**Texte fourni:**
◇ ◇ ◇ ◇

Un hôtel à la façade de pierres grises, en bord de mer, avec piscine intérieure, peignoirs blancs et soirées dansantes au programme. Non, nous ne sommes pas dans un établissement de thalassothérapie en Normandie, mais dans la prison déguisée en hôtel de The Lobster, où les célibataires sont envoyés de force afin d’y trouver un partenaire, sous peine d’être transformé en animal. Pour gagner des jours supplémentaires, les pensionnaires partent, armés de tranquillisants, à la chasse aux célibataires qui vivent clandestinement dans la forêt voisine.

Voici la société totalitaire complètement barrée que décrit le réalisateur grec Yorgos Lanthimos dans son dernier film présenté en Sélection officielle du Festival de Cannes. Le réalisateur explique : « L’idée de ce film est née d’une discussion à propos des gens qui ressentent le besoin d’être toujours en couple, du jugement envers ceux qui n’y arrivent pas, et le fait que l’on considère comme un échec de ne pas être avec quelqu’un ».

David, interprété par Colin Farrell, brillant dans ce rôle de myope, bedonnant et moustachu, est quitté par sa femme et se trouve obligé de se rendre à l’hôtel pour trouver une nouvelle partenaire sous 45 jours. S’il n’y parvient pas, il se verra transformé en homard, l’animal de son choix. The Lobster est une satire cruelle où la violence est omniprésente.

Pourtant, jamais un film aussi anxiogène ne s’était révélé aussi drôle. Les seconds rôles John C. Reilly et Ben Whishaw sont excellents dans leurs personnages de l’Homme qui zozotte et l’Homme qui boîte. Avec une telle déshumanisation des sentiments, l’absurde devient naturel. Par exemple, lorsque David doit renseigner sa préférence sexuelle avant de s’installer dans l’hôtel, on l’informe que la bisexualité ne fait plus partie des options depuis quelques mois, car cela posait trop de problèmes administratifs. Puis la directrice de l’hôtel lui explique que, même une fois transformés en animal, il y a des règles à respecter : un pingouin ne peut pas être en couple avec un loup… « parce que ce serait absurde ». On oscille en permanence entre l’humour, la violence et une profonde tristesse.

Le réalisateur grec nous avait habitués aux extravagantes allégories de la condition humaine : Canine racontait l’histoire d’une famille qui maintenait ses enfants captifs, coupés du monde pour leur bien, ou encore Alps où des acteurs venaient remplacer un proche décédé, le temps du deuil. Avec The Lobster, il parfait son art : le scénario est tenu par une narration surprenante et rafraîchissante.

Le collaborateur de Lanthimos, Efthimis Filippou a déclaré : « Nous avons essayé de présenter quelque chose de réel, mais pas de façon réelle ». Et c’est en cela que réside le seul (léger) reproche que l’on pourra faire au film : dans un monde totalement dystopique, coupé de toute réalité, le film parvient-il à parler de notre société ?

◇ ◇ ◇ ◇

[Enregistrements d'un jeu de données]

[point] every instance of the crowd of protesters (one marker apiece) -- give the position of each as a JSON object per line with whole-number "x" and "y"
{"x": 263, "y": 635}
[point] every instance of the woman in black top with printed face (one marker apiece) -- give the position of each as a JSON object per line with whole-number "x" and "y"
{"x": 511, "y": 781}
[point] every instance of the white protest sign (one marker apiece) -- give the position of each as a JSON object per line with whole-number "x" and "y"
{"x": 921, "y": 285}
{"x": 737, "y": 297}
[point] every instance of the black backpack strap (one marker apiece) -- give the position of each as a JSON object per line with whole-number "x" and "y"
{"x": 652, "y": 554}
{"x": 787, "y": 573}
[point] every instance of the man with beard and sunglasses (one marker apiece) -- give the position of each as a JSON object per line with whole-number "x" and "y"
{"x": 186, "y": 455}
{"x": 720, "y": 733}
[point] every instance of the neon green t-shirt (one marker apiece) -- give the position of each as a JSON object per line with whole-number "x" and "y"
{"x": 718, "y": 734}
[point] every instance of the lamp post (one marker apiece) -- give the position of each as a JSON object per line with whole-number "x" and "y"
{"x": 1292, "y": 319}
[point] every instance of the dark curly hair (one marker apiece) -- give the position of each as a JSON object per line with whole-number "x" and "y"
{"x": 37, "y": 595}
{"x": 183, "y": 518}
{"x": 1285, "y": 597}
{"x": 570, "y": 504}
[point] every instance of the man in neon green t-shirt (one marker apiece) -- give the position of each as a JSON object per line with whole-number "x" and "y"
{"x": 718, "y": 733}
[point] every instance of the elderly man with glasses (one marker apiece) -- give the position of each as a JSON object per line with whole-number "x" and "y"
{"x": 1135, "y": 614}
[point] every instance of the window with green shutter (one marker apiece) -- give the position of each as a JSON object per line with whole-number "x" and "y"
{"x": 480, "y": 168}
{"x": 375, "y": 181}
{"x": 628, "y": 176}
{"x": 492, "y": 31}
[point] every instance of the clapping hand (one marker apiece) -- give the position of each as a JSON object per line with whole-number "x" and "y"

◇ ◇ ◇ ◇

**Consigne:**
Relevez tous les acteurs nommés dans la critique de The Lobster.

**Réponse:**
- Colin Farrell
- John C. Reilly
- Ben Whishaw